STATED GOAL A:
In the court opinion, on what date was the appeal decided?

PAGE:
---
NOT FOR PUBLICATION WITHOUT THE
APPROVAL OF THE APPELLATE DIVISION
This opinion shall not "constitute precedent or be binding upon any court." Although it is posted on the
internet, this opinion is binding only on the parties in the case and its use in other cases is limited. R. 1:36-3.
SUPERIOR COURT OF NEW JERSEY
DOCKET NO. A-0110-19T2
STATE OF NEW JERSEY,
Submitted December 7, 2020 – Decided January 8, 2021
Before Judges Messano and Hoffman.
On appeal from the Superior Court of New Jersey, Law
Division, Somerset County, Municipal Appeal No. 19-27.
Albert P. Mollo, attorney for appellant.
Michael H. Robertson, Somerset County Prosecutor,
attorney for respondent (Lauren R. Casale, Assistant
Prosecutor, of counsel and on the brief).
Following a trial de novo in the Law Division, defendant Michale Fagg
appeals his conviction for driving while intoxicated (DWI), N.J.S.A. 39:4-50.
---
PROVIDED DATA:
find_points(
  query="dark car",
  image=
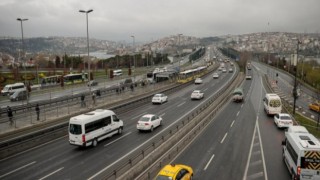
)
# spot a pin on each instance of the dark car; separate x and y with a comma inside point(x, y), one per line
point(92, 83)
point(19, 95)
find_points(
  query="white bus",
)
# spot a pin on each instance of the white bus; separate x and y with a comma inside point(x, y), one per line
point(9, 89)
point(301, 154)
point(272, 104)
point(90, 128)
point(117, 72)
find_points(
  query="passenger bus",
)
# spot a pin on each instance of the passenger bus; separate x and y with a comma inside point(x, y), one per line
point(191, 74)
point(75, 78)
point(301, 154)
point(272, 104)
point(90, 128)
point(117, 72)
point(51, 80)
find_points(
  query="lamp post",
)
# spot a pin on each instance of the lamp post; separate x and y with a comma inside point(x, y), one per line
point(134, 56)
point(178, 50)
point(295, 62)
point(22, 45)
point(87, 12)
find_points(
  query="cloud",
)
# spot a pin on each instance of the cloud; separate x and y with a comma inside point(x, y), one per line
point(146, 19)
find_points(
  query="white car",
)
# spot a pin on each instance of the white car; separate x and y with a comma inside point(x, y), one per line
point(283, 120)
point(215, 75)
point(197, 94)
point(148, 122)
point(198, 81)
point(159, 98)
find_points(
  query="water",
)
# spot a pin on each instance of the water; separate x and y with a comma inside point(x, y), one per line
point(98, 54)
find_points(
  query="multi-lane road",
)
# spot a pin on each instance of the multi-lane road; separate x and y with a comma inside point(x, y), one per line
point(241, 142)
point(59, 160)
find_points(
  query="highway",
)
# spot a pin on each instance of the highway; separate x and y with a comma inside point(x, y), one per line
point(59, 160)
point(285, 87)
point(241, 142)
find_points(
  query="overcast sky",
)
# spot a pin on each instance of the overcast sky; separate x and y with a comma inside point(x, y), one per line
point(148, 20)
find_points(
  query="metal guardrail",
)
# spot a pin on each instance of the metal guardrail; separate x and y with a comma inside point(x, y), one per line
point(12, 145)
point(9, 145)
point(123, 167)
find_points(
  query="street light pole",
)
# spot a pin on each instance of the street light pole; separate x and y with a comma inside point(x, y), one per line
point(87, 12)
point(179, 51)
point(22, 47)
point(134, 57)
point(295, 63)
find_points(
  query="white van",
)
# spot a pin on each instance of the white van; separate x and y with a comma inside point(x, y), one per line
point(272, 104)
point(301, 154)
point(9, 89)
point(90, 128)
point(117, 72)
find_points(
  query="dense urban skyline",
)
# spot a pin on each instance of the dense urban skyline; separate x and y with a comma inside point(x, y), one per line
point(149, 20)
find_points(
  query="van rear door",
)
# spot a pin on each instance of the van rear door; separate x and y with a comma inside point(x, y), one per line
point(310, 165)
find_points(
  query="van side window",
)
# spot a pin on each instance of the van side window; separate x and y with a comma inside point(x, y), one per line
point(107, 120)
point(115, 118)
point(266, 100)
point(292, 153)
point(17, 87)
point(97, 124)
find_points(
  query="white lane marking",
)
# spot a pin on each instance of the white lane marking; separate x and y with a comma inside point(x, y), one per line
point(147, 141)
point(253, 137)
point(181, 104)
point(205, 168)
point(232, 123)
point(262, 153)
point(138, 116)
point(117, 139)
point(13, 171)
point(224, 137)
point(51, 173)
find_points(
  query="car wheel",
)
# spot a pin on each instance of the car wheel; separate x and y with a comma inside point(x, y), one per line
point(120, 130)
point(95, 142)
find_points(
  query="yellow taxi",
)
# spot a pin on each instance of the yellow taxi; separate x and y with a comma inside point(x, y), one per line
point(175, 172)
point(315, 106)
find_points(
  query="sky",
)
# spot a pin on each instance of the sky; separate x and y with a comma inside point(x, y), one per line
point(149, 20)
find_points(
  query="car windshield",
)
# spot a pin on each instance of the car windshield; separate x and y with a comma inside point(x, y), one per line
point(144, 119)
point(162, 177)
point(285, 118)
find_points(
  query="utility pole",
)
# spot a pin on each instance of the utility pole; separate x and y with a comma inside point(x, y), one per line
point(295, 78)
---
STATED GOAL B:
Tally the lines of the records that contain the string "urban", counting only matches with the same case. Give only the number.

OUTPUT A:
January 8, 2021

OUTPUT B:
2